- _Provided passage_:
------------------------------
The dollar was mostly steady after a week of underperformance stemming from President Trump lambasting the Fed for raising rates while the central bank indicated that future rate increases would likely be gradual. Mr. Powell’s keynote speech in Jackson Hole, Wyo. last week was interpreted a dovish, noting a lid on inflation which effectively put one on the dollar. Thursday could prove the deceive day of the week for the dollar with data on personal income and spending and the Fed’s main gauge of inflation. Core inflation is forecast to tick up to 2% in July. Barring an upside surprise, the data may not be enough to excite dollar bulls given that the Fed has signaled a tolerance of allowing inflation to exceed its goal after missing it for many years.

 

EUR

 

The euro rose to its highest in 3 weeks against the greenback, buoyed by better than expected data on German business optimism. The Ifo survey topped forecasts with a 103.8 reading in August which offered evidence of modestly improved U.S.-German trade relations easing a headwind on the bloc’s biggest economy. Friday looms as the week’s most important day for the euro zone when it publishes central bank-impacting numbers on inflation and unemployment.

 

Aug. 21, 2018 (Western Union Business Solutions) – Reports that President Trump is not happy about the Federal Reserve raising interest rates hit the U.S. dollar which sank to eight-week lows. The dollar was broadly weaker Tuesday, having hit 6- and 8-week lows against the Swiss franc and yen and its lowest in nearly two weeks against the euro, sterling and Canadian dollar. The growth-bent U.S. president has reportedly taken exception with the Fed raising borrowing rates, something it’s expected to do for a sixth time under Mr. Trump’s watch in September. The dollar slipped on the president’s remarks as it called into question the Fed’s independence from political influence and gained added traction from dollar positioning having reached elevated levels of late. Yet pushing the dollar down for long could be a tough task with safer bets in vogue on worries about trade wars and Turkey’s economic crisis. Mr. Trump’s jab at the Fed puts heightened focus on a speech Friday by Fed chairman Jerome Powell.

GBP

Sterling shot nearly two cents above 14-month lows after the dollar fell prey to remarks from President Trump reportedly being displeased with the nation’s central bank raising interest rates, a move that he sees as an impediment to the U.S. economy achieving a faster cruising speed. Gains for the pound could be the short-lived variety given the headwind on the currency from how Britain is yet to strike a trade deal with the EU to keep from crashing out of the bloc come March.
------------------------------
(Rows from a pointing dataset)
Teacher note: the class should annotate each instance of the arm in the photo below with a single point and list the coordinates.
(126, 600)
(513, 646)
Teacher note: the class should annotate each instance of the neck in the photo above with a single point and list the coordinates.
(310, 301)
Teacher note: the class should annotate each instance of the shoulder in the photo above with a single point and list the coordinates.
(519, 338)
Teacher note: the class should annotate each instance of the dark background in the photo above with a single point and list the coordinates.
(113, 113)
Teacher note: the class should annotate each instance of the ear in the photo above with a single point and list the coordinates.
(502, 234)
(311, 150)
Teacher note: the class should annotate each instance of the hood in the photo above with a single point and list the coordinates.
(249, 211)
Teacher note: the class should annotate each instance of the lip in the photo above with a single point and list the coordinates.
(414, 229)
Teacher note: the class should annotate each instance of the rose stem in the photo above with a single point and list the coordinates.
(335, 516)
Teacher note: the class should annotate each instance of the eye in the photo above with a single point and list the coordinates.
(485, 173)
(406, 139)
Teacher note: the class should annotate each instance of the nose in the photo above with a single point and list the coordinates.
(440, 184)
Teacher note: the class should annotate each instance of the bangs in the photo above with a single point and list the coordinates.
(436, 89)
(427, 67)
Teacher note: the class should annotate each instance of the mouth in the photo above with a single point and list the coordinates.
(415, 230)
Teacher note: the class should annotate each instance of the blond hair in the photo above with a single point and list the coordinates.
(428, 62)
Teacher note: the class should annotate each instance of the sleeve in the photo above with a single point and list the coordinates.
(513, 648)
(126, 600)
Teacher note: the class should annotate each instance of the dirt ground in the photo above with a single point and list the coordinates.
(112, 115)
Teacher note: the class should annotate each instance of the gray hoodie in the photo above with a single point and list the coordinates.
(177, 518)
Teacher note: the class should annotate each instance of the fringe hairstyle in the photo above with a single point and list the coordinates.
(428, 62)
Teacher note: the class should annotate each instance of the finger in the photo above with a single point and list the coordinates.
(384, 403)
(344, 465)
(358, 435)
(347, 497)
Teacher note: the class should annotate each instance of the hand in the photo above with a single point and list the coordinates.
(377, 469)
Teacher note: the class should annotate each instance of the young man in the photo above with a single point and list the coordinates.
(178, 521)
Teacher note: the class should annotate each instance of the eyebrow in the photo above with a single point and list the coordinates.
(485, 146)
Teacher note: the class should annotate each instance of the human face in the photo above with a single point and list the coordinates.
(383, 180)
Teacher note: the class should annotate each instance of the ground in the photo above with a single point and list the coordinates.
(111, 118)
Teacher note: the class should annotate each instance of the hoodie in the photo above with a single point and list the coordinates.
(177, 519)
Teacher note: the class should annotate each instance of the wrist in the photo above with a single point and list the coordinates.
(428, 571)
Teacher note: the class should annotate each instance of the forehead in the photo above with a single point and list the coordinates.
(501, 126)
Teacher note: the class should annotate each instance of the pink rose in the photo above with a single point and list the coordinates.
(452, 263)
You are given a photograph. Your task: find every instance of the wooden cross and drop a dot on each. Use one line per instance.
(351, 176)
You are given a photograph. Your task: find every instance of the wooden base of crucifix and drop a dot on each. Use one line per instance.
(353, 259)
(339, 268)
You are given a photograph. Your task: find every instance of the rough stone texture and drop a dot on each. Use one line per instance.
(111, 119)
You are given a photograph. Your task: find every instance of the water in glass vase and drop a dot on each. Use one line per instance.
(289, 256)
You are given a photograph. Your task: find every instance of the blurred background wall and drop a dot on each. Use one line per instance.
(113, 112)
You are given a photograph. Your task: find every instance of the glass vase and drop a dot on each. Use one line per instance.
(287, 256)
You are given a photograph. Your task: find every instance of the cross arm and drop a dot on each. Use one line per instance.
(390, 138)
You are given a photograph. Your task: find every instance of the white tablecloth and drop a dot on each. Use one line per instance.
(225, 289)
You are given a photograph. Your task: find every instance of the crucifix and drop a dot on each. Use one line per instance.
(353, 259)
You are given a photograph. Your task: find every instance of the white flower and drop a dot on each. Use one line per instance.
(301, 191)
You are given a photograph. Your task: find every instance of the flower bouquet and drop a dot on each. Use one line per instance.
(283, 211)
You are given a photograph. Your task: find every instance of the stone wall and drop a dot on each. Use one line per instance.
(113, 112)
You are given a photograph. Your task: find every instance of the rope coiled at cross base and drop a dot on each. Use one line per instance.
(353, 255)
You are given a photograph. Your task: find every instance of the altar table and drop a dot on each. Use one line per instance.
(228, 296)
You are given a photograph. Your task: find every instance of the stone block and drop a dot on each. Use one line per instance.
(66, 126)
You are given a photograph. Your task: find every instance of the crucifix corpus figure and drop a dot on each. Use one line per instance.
------------------------------
- _Exercises to complete_:
(A) Using the currency market report, answer each question briefly.
(i) What reading did the Ifo survey post in August?
(ii) Against which two currencies did the dollar hit 6- and 8-week lows on Tuesday?
(iii) In what month could Britain crash out of the EU without a trade deal?
(B) Carry on the currency market report from the point where it stops.

- _Task-by-task results_:
(A)
(i) 103.8
(ii) The Swiss franc and the yen
(iii) March

(B)
USD

The U.S. dollar index flirted with two-week lows, as it fell victim to presidential criticism about the Fed raising interest rates. The remarks from President Trump came amid a lull in the economic calendar and at a time when market positioning was a bit stretched on the dollar, exacerbating its decline. Mr. Trump’s remarks put heightened focus on Fed Chairman Jerome Powell’s speech Friday at 10 a.m. ET at the central bank’s summer symposium in Jackson hole, Wyo. Should the Fed chairman signal full steam ahead for a rate hike in September it could help keep the dollar biased higher.

EUR

The euro got squeezed to its highest in nearly two weeks against the dollar which took on the chin remarks from President Trump that he reportedly isn’t happy about the Fed raising interest rates, moves that he sees as impeding his bid to shift the world’s biggest economy into a high gear. While the euro capitalized on the dollar’s retreat, gains could prove tough to sustain for long amid worries about Turkey’s economic crisis spreading to European banks.

YEN

The yen surrendered gains against the dollar that overnight had lifted it to 8-week peaks. The dust has started to settle after President Trump seemingly took a swipe at the Fed for raising rates, a blow that hit the dollar squarely on the chin. Still, the yen remains camped toward the upper end of its range as Mr. Trump’s call for lower rates exerted downward pressure on U.S. Treasury yields, capping upside in USDJPY.

CAD

Canada’s dollar romped to its highest in almost two weeks, boosted by rallying oil markets, up 1% to above $67, and President Trump’s displeasure about the Fed raising rates which he sees as standing in the way of meaningfully faster U.S. growth. Meanwhile, the prospect of higher lending rates north of the border has been a source of strength for the Canadian dollar. A parade of bullish Canadian data of late has lowered the bar for a rate hike from 1.50% as soon as September.

 

 

August 20, 2018 (Western Union Business Solutions) – An events-laden week started on a weak note for the greenback which ticked lower, but still keeping within reach of last week’s mid-2017 highs. The dollar eked out declines versus most of its top peers like the euro, yen and Canadian dollar. The market for now is giving the benefit of the doubt to U.S.-China trade talks that are set to resume in Washington starting Wednesday. The market is hopeful that the U.S.-China talks might be a stepping stone to an eventual breakthrough in trade relations between the world’s biggest economies. Central banks will take center stage Thursday through the weekend when the Federal Reserve hosts its annual symposium in Jackson Hole, Wyo. The Fed’s late summer summit could hint at the outlook for U.S. monetary policy, a key driver of the dollar’s months-long uptrend. The precarious shape of finances in Turkey and Italy remain in the spotlight, keeping underlying sentiment shaky and the greenback mostly in vogue.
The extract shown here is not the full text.